Required tasks
- A) Write out the passage of the Baghdad account from "BAGHDAD, IRAQ." up to and including "as I could.".
- B) Summarize the Baghdad account in two sentences.

Text provided
┌────────

Bombing Away the Chance for Joy

BAGHDAD, IRAQ.

Wednesday, the day it started, I went around to some of the high schools that we’ve been working with to do letter exchanges and diaries. Schools were in session. About half the students weren’t there. Some were staying at home with their folks but a lot of families did leave Baghdad if they could.

I talked to the teachers, talked to some students. Everybody seemed to be in pretty good spirits. One of the English teachers did break down in front of me afterwards. She was really, really scared. She was scared about the U.S. possibly using chemical weapons here, she was scared about this new bomb she heard of –you know, ‘the mother of all bombs’. She really just wanted to vent with somebody. So I listened to what she had to say, tried to comfort her as much as I could.

└────────

Saved entries
┌────────

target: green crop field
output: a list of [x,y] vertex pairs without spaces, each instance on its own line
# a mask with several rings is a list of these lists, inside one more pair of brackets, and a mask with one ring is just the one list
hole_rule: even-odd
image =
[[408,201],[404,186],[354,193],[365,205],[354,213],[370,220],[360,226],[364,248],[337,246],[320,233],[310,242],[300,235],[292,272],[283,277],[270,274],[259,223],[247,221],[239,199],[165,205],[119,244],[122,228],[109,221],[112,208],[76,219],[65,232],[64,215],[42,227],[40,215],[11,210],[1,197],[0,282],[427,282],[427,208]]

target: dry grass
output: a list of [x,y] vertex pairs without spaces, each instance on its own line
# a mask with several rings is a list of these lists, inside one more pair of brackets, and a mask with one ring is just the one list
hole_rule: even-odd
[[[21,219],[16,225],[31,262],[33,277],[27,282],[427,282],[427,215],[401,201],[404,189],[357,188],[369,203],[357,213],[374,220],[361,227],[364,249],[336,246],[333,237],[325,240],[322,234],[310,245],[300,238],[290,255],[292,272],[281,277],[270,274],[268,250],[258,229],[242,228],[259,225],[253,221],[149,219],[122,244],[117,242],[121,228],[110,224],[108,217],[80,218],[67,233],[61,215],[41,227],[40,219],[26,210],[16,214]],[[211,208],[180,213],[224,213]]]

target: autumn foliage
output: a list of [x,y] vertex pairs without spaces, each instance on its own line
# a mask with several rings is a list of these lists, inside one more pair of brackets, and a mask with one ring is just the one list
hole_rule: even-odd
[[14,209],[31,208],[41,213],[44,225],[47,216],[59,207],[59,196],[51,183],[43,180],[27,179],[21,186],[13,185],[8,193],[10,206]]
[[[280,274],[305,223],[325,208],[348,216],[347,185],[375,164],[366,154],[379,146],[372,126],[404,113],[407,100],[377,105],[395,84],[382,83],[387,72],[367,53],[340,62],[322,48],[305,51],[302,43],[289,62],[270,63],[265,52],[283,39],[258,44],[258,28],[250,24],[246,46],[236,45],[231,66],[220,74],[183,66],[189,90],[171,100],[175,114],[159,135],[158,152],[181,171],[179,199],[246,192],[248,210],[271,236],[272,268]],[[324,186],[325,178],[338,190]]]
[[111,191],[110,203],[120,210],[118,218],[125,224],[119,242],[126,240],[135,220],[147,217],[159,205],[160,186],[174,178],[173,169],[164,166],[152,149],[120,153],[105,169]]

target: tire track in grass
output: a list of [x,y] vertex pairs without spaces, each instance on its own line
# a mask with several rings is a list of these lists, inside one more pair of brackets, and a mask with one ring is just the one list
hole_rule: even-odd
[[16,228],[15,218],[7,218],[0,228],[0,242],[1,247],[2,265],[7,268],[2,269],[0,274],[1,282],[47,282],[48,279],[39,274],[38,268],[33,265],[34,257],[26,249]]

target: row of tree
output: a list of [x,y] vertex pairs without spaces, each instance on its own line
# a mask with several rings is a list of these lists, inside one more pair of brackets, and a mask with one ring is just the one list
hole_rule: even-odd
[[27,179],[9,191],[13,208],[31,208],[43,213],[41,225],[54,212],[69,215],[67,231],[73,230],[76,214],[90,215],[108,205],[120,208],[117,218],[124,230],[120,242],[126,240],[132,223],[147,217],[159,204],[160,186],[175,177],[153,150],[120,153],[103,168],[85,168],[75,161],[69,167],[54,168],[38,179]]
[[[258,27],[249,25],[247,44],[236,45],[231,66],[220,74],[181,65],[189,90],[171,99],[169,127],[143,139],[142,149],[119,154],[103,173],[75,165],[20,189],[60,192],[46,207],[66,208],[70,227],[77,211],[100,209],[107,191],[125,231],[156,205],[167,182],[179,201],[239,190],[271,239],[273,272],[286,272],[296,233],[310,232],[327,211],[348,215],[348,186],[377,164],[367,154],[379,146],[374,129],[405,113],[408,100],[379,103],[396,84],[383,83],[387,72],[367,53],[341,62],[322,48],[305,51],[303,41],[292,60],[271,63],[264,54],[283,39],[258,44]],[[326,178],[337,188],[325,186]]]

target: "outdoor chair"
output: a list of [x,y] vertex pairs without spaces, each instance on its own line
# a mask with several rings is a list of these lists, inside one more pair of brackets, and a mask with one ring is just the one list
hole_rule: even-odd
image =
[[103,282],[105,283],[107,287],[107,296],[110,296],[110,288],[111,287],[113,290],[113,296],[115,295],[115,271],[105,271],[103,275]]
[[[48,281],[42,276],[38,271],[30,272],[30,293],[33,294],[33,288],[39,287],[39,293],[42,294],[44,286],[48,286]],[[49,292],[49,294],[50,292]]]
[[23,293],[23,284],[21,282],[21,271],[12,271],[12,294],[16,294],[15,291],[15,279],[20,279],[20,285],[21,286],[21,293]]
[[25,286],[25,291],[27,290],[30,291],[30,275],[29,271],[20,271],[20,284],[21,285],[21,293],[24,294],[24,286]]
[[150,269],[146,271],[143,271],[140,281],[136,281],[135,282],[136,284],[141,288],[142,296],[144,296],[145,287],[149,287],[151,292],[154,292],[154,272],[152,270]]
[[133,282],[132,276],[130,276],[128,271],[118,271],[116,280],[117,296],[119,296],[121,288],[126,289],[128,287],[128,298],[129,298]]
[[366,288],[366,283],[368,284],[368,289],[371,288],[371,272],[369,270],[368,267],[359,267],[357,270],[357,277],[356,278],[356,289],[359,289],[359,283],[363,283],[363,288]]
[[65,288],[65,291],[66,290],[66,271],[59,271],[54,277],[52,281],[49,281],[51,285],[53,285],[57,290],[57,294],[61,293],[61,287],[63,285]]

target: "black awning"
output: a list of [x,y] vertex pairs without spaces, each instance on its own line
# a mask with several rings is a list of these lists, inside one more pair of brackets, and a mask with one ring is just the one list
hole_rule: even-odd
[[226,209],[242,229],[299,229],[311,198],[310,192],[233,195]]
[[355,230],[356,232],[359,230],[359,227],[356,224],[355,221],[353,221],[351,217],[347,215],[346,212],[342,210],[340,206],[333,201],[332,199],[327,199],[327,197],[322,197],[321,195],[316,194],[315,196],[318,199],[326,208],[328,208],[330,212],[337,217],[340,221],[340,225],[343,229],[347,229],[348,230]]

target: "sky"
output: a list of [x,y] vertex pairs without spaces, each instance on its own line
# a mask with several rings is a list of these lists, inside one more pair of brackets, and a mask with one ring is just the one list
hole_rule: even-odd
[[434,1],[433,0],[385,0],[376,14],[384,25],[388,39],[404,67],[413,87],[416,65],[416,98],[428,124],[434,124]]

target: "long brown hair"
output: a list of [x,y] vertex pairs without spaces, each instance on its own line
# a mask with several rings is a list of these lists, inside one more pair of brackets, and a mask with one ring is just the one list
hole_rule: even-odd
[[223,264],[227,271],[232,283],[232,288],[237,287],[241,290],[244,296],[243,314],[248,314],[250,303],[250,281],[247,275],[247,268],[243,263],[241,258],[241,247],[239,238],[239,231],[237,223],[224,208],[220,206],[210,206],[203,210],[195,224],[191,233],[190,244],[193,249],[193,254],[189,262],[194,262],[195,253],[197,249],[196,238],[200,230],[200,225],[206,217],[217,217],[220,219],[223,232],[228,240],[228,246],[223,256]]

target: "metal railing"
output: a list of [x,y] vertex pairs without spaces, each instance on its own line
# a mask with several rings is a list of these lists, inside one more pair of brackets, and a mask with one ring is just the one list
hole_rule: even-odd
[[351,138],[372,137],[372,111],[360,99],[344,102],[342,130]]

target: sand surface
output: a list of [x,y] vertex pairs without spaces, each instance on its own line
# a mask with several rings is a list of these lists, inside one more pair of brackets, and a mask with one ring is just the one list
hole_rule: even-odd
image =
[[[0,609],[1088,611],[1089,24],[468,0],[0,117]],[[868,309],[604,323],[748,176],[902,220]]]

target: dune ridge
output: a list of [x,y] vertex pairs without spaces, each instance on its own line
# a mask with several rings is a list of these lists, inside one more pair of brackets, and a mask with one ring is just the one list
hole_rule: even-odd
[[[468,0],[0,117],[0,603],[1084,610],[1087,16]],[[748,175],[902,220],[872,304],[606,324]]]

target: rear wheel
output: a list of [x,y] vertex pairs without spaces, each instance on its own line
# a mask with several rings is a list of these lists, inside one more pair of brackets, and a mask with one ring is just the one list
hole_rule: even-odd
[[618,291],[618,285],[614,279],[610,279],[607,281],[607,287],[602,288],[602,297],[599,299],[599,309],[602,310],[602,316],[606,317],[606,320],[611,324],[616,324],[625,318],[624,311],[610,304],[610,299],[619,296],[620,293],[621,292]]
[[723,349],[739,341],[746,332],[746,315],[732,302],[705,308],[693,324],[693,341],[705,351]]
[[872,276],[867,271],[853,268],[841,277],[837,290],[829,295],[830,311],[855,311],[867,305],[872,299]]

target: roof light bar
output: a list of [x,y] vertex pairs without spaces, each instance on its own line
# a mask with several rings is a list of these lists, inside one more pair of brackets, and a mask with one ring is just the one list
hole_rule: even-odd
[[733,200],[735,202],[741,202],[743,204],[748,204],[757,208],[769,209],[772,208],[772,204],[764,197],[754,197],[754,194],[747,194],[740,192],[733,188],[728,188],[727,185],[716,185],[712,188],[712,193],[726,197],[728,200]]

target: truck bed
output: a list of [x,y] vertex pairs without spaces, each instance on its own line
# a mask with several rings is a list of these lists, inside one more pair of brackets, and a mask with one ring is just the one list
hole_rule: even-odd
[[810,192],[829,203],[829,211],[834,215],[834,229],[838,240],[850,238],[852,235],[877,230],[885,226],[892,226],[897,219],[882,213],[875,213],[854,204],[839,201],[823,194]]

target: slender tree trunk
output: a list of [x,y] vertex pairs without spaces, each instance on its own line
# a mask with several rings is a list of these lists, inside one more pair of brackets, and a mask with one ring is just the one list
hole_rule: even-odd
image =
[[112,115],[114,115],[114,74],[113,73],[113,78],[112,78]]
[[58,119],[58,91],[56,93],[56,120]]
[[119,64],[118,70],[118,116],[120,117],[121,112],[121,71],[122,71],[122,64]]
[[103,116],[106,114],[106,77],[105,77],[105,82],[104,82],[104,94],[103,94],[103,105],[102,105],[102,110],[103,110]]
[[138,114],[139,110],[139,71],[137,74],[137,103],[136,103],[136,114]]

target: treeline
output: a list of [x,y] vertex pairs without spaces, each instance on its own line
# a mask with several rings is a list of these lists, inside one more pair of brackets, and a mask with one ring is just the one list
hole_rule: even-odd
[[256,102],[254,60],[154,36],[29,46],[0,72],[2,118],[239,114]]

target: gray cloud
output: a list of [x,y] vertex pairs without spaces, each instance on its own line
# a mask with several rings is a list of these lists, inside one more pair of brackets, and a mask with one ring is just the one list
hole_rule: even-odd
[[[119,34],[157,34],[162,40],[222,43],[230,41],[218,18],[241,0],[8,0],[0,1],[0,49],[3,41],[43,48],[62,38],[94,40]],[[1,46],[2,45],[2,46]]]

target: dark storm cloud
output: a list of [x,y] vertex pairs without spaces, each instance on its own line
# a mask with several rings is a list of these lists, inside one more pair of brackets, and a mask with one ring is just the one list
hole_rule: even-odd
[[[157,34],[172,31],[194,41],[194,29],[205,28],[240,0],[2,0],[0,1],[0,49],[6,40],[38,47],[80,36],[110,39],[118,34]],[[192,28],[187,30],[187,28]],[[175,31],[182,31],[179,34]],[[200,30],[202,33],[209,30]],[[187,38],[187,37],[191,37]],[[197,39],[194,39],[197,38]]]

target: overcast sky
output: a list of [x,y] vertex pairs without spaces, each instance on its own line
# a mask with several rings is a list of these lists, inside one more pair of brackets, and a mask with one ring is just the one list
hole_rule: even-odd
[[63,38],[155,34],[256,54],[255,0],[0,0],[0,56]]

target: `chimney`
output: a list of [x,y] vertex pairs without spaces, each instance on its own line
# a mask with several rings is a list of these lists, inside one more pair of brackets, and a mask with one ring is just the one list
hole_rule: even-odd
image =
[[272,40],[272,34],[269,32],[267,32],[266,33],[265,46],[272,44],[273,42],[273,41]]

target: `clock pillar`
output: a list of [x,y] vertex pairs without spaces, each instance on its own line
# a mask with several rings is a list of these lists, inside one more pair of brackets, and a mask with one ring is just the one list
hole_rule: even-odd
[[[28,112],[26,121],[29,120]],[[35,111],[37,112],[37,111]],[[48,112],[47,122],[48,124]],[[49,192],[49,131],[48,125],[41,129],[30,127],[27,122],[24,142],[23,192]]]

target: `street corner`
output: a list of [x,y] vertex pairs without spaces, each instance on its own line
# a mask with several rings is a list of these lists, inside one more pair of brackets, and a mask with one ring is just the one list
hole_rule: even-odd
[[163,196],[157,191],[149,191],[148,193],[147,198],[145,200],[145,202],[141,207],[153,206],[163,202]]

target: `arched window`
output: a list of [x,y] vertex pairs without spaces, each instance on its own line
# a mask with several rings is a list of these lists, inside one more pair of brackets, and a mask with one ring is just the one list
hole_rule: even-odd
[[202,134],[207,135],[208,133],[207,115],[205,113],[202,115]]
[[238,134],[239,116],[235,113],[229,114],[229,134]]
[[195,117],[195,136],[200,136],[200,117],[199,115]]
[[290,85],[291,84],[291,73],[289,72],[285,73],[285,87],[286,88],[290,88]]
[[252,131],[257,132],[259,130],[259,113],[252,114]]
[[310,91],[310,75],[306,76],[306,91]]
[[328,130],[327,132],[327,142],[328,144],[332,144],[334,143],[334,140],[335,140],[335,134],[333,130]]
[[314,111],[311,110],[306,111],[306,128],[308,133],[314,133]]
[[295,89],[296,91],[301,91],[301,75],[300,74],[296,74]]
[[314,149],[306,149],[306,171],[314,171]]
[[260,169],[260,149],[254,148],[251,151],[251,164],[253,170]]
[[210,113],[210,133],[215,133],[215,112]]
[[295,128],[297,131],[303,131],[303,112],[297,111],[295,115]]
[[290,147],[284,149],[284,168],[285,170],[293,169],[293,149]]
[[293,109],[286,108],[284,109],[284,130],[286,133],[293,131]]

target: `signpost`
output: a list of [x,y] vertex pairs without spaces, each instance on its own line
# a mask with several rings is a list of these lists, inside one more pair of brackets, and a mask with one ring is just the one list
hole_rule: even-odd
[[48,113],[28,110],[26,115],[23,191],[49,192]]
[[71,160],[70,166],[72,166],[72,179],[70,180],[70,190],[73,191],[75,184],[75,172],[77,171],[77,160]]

└────────

Answers to the exercise
- A)
BAGHDAD, IRAQ.

Wednesday, the day it started, I went around to some of the high schools that we’ve been working with to do letter exchanges and diaries. Schools were in session. About half the students weren’t there. Some were staying at home with their folks but a lot of families did leave Baghdad if they could.

I talked to the teachers, talked to some students. Everybody seemed to be in pretty good spirits. One of the English teachers did break down in front of me afterwards. She was really, really scared. She was scared about the U.S. possibly using chemical weapons here, she was scared about this new bomb she heard of –you know, ‘the mother of all bombs’. She really just wanted to vent with somebody. So I listened to what she had to say, tried to comfort her as much as I could.

- B) On Wednesday, the day it started, the writer visited Baghdad high schools involved in letter exchanges and diaries and found about half the students absent, since some were at home and many families had left the city. Teachers and students seemed in good spirits, but afterward an English teacher broke down, scared of possible U.S. chemical weapons and "the mother of all bombs," and the writer listened and tried to comfort her.